[AVAILABLE RECORDS]

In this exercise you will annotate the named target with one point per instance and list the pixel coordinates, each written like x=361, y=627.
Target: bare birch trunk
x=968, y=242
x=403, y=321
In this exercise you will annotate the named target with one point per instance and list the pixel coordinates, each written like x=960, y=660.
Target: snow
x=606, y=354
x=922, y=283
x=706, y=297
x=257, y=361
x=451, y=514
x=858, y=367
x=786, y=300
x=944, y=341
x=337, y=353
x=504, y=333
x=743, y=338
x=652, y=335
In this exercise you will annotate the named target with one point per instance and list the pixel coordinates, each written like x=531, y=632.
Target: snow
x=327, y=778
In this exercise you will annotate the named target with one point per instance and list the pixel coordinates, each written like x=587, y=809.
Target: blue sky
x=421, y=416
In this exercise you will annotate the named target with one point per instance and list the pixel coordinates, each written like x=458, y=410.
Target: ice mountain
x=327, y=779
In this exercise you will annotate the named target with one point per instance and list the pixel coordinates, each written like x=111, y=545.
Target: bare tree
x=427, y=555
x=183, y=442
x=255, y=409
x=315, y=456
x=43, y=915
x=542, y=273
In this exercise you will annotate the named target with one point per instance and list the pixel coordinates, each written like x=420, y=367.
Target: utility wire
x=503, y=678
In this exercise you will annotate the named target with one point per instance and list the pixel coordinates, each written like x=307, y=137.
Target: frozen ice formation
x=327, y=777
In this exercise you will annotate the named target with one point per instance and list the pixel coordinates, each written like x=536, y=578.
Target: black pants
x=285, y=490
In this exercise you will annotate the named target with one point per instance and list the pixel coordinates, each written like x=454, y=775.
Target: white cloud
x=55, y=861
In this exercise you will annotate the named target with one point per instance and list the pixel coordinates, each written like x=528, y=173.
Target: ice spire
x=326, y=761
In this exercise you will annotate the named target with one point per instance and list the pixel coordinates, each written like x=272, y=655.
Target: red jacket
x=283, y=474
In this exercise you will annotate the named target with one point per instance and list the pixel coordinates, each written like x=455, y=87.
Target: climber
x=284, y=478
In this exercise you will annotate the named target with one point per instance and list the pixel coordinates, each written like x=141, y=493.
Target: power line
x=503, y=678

[/AVAILABLE RECORDS]

• _WHAT TO DO_
Starting with the line that contains "like x=536, y=578.", return every line through the last one of the records, exactly as written.

• _EXERCISE RESPONSE_
In this exercise you will annotate the named target with one point per instance and list the pixel coordinates, each written like x=536, y=578.
Target: black pants
x=285, y=490
In this exercise you will annotate the named target with one point per instance and list the pixel coordinates, each written like x=454, y=775.
Target: white cloud
x=55, y=861
In this exercise you will annotate the named target with one point per instance and list the pixel coordinates, each written like x=528, y=173.
Target: ice spire
x=326, y=761
In this exercise you will annotate the named target with one point per instance and list the pixel coordinates, each written like x=272, y=655.
Target: red jacket
x=283, y=474
In this exercise you will annotate the named target with one point per instance and list the pixel coordinates, each written like x=455, y=87.
Target: climber
x=284, y=478
In this exercise you will annotate the named target with one point per instance and list the pixel coordinates, each written like x=141, y=493.
Target: power line
x=503, y=678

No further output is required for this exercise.